Selected text:

# Building an extension: "right to light" - does it exist?



## rockofages (18 Jul 2008)

Hi all,

We live in a 25 yo semi-D, and are planning on extending to the rear of the house. It's a standard type extension: single storey extending about 4 metres down the garden. The total floor space will be just under 20 sq metres.

Out of courtesy I recently informed the owned of the adjoining house - he doesn't live in the same town, and rents the house out.

Anyway he is going on about objecting and right-to-light issues. A quick google shows that right-to-light exists in England and Wales since 1832, but I cannot find any such laws for Ireland.

Are there any legitimate grounds on which he can force us to not go ahead, or to even alter our plans?

Thanks.


----------



## GK&SRT (18 Jul 2008)

no, no such right here in Ireland. as long as your proposal is within the guidelines of exempted development you don't need planing permission so he can't object to your plans.


----------



## rockofages (18 Jul 2008)

Thanks GK.. the builder is checking it out, but he says in 25 years in business he hasn't come across such a thing.

Has the landlord of next door any legs to stand on?


----------



## Guest117 (18 Jul 2008)

rockofages said:


> Has the landlord of next door any legs to stand on?


 

None if you are definitely planning exempt and if yo do not encroach on his property


----------



## sydthebeat (18 Jul 2008)

I certainly have seen it used as part of resons for refusal by both councils and an bord pleanala. 

There is a BRE document (british research establishment) that deals specifically with daylight and sunlight.

'BRE Digest 209: Site Layout Planning for Daylight and Sunlight'

However, if your extension complies with all the requirements to make it exempt then you dont have to worry about this. Make sure a professional signs off that what your are doing IS exempt from planning.


----------



## Caveat (18 Jul 2008)

Is there a distinction maybe between so called 'right to light' and objections based on shadow projections etc - is there maybe a subtle difference?


----------



## rockofages (18 Jul 2008)

My understanding after having spoken to the council is that once it's covered by the certificate of exemption then there is nothing on planning grounds that anyone can do.


----------



## Randy (18 Jul 2008)

Hi ,

As I understand matters (having built an extension a coulpe of years ago)
you can build up to 40sqm without going through the planning process, you would require planning if you wanted to build 'upstairs' You neighbour does not have a right to light, however, they could object if you installed a window that overlooked their property which could result in the local autority getting involved.

Prompt 1:
Count the lines in the listing that contain the string "ridge". Give only the number.

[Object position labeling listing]
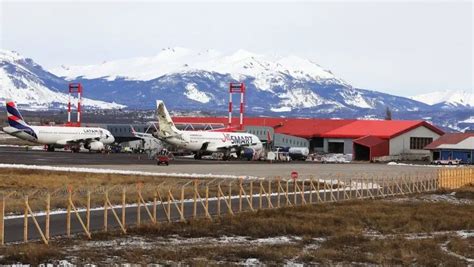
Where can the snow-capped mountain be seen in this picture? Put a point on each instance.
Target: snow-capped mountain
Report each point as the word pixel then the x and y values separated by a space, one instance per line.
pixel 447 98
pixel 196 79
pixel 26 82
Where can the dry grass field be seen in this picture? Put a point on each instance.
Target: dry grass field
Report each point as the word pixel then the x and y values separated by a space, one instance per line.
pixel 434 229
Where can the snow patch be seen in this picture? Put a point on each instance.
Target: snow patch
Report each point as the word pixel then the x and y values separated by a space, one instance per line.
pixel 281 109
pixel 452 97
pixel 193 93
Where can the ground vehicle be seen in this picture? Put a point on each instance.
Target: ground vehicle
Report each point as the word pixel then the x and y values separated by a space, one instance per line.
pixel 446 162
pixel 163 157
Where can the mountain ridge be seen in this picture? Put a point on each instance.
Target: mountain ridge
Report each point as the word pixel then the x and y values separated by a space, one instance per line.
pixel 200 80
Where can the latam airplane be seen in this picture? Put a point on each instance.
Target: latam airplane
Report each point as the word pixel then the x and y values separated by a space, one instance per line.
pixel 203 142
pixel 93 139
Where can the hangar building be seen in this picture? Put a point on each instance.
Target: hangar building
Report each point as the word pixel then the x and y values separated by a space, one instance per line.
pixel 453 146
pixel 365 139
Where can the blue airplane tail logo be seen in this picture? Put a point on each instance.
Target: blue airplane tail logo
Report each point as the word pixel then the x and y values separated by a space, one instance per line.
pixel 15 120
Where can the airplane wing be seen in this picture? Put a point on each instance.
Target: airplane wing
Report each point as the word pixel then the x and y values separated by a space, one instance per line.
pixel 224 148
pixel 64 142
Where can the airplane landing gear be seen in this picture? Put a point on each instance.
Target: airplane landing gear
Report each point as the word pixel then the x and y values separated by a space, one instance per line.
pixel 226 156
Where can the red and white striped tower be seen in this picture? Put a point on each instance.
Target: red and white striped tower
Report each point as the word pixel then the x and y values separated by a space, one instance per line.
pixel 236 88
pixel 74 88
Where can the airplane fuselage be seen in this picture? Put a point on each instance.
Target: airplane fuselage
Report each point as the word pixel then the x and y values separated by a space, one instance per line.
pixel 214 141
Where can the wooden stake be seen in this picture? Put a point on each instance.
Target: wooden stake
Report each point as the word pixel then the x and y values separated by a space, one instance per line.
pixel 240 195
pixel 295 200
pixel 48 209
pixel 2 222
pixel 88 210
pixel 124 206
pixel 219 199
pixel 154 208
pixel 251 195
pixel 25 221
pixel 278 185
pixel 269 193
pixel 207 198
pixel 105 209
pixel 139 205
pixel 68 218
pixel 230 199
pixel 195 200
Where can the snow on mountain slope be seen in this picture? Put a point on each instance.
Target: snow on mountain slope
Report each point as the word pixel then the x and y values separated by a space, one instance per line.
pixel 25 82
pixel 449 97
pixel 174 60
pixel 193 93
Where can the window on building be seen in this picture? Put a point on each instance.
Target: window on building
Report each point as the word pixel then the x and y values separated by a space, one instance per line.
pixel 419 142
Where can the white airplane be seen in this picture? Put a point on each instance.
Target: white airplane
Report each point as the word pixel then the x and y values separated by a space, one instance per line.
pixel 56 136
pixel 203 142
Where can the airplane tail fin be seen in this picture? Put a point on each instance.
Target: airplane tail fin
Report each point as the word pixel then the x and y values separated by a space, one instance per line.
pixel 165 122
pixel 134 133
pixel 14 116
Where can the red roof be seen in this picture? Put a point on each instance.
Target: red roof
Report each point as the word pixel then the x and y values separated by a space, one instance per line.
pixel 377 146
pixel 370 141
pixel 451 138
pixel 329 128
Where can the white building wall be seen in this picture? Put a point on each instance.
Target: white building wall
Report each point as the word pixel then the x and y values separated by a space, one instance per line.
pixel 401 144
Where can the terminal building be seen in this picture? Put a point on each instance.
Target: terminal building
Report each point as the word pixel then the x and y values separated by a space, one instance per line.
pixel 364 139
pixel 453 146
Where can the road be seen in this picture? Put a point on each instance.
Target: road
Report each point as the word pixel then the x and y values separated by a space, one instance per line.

Prompt 2:
In the thread on right to light, what BRE document does one reply name as dealing with daylight and sunlight?

Exercise solution 1:
2

Exercise solution 2:
BRE Digest 209: Site Layout Planning for Daylight and Sunlight